> [GOAL OF THE EXERCISE]
According to the article on the San Diego Museum of Man below, how many square feet does the "Footsteps Through Time" exhibit cover?

> [DOCUMENT EXCERPT]
- Opening Delimiter -
When grade-schoolers follow painted footprints past displays representing millions of years, the San Diego Museum of Man is sure to tap a curiosity and offer an adventure in learning.
It’s extremely gratifying to curator Rose Tyson, who for over 36 years has been the physical anthropologist and organizer of priceless exhibits in this version of a time machine.
On April 19 she had just completed a seven-day labeling project and was preparing to “package” a vast collection of Peruvian bones to the University of California, San Diego.
The labels were for a new main floor display she just completed with artifacts from the 91-year old onetime California exposition building. The arm and leg bones, given to the museum by Stanford University, will be studied by radiologists.
The museum’s west wing is home to extensive anthropology exhibits such as “Footsteps Through Time: Four Million Years of Human Evolution.” The exhibit covers 7,000 square feet and features five galleries filled with more than 100 touchable replicas of early humans, primates and futuristic cyborgs (part human, part machine). It even includes a section on stem cell research, cloning and DNA.
Tyson, who obtained a master’s degree at San Diego State University, said she is interested in human evolution and how diseases affect the human skeleton. She pointed out some deformities from dozens of arm and leg samples.
As one of three curators there, she is responsible for all exhibits on the main floor.
- Closing Delimiter -
> [EXTRACTED DATA]
- Opening Delimiter -
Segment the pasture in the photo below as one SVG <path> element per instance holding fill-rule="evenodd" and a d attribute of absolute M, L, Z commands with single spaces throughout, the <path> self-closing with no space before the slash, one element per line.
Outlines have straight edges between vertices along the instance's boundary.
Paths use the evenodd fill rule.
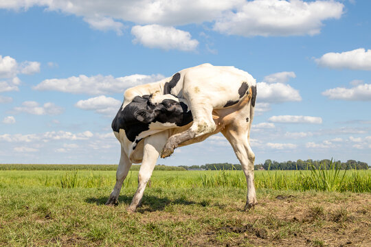
<path fill-rule="evenodd" d="M 115 172 L 80 169 L 0 170 L 0 246 L 371 244 L 369 170 L 256 171 L 247 212 L 241 171 L 155 170 L 128 214 L 135 167 L 116 207 L 104 205 Z"/>

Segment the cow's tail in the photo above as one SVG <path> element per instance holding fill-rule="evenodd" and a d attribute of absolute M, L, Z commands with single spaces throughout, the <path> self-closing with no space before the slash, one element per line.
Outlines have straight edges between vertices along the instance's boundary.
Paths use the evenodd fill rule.
<path fill-rule="evenodd" d="M 255 102 L 256 101 L 256 86 L 251 86 L 251 99 L 250 100 L 250 119 L 249 121 L 249 131 L 247 134 L 247 140 L 250 145 L 250 130 L 251 129 L 252 121 L 254 119 L 254 112 L 255 110 Z"/>

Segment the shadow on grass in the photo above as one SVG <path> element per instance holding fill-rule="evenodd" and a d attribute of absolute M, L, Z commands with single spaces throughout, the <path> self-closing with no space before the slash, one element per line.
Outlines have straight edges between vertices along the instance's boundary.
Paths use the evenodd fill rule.
<path fill-rule="evenodd" d="M 85 202 L 91 204 L 95 204 L 97 205 L 104 205 L 107 200 L 108 196 L 98 197 L 98 198 L 88 198 L 85 199 Z M 128 204 L 131 202 L 133 196 L 120 196 L 118 198 L 119 204 Z M 202 207 L 205 207 L 201 202 L 196 202 L 194 201 L 190 201 L 186 200 L 183 197 L 175 200 L 170 200 L 166 197 L 160 198 L 154 196 L 144 196 L 142 202 L 142 206 L 137 209 L 137 212 L 142 213 L 146 211 L 162 211 L 167 205 L 169 204 L 181 204 L 181 205 L 190 205 L 190 204 L 199 204 Z M 145 206 L 145 207 L 143 207 Z"/>

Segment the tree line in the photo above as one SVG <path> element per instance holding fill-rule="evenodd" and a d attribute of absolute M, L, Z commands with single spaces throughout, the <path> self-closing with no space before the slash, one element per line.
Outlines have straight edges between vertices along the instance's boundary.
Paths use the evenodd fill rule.
<path fill-rule="evenodd" d="M 240 170 L 242 169 L 241 165 L 240 164 L 231 164 L 229 163 L 212 163 L 205 164 L 202 165 L 181 165 L 188 170 L 192 169 L 203 169 L 203 170 Z M 311 169 L 313 167 L 316 169 L 331 169 L 333 167 L 341 169 L 368 169 L 368 164 L 366 162 L 356 161 L 355 160 L 348 160 L 346 162 L 341 162 L 341 161 L 331 161 L 329 159 L 323 159 L 320 161 L 313 161 L 312 159 L 308 159 L 306 161 L 302 161 L 298 159 L 296 161 L 284 161 L 278 162 L 276 161 L 271 161 L 267 159 L 262 164 L 256 165 L 254 168 L 258 169 L 270 169 L 270 170 L 306 170 Z"/>

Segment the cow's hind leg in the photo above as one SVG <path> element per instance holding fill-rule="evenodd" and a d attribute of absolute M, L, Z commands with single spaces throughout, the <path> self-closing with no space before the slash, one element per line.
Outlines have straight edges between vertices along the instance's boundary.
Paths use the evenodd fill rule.
<path fill-rule="evenodd" d="M 231 143 L 246 176 L 247 198 L 245 209 L 249 209 L 257 203 L 257 201 L 254 184 L 255 154 L 250 147 L 248 140 L 249 128 L 247 128 L 246 130 L 243 130 L 240 126 L 237 125 L 228 126 L 222 131 L 222 133 Z"/>
<path fill-rule="evenodd" d="M 131 167 L 131 163 L 129 161 L 124 149 L 121 148 L 121 157 L 116 172 L 116 184 L 115 185 L 113 191 L 112 191 L 109 196 L 109 200 L 106 202 L 106 205 L 114 205 L 117 203 L 117 198 L 120 196 L 121 187 L 122 187 L 122 183 L 125 180 L 125 178 L 126 178 Z"/>
<path fill-rule="evenodd" d="M 144 139 L 143 161 L 138 175 L 138 189 L 133 198 L 131 204 L 128 207 L 128 212 L 134 212 L 142 202 L 143 193 L 147 182 L 152 176 L 159 153 L 168 138 L 167 132 L 162 132 L 151 135 Z"/>

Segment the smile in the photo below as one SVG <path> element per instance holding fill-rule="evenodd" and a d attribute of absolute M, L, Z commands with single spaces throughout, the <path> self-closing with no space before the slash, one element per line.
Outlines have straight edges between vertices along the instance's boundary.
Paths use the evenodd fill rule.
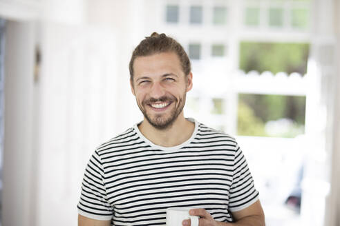
<path fill-rule="evenodd" d="M 168 102 L 168 103 L 154 103 L 151 104 L 151 106 L 153 108 L 157 108 L 157 109 L 161 109 L 161 108 L 164 108 L 169 105 L 171 103 Z"/>

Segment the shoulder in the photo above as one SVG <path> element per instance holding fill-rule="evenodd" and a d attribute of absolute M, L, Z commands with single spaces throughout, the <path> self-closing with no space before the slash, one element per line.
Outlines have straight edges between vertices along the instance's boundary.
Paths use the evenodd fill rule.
- Closing Delimiter -
> [TASK RESULT]
7,000 square feet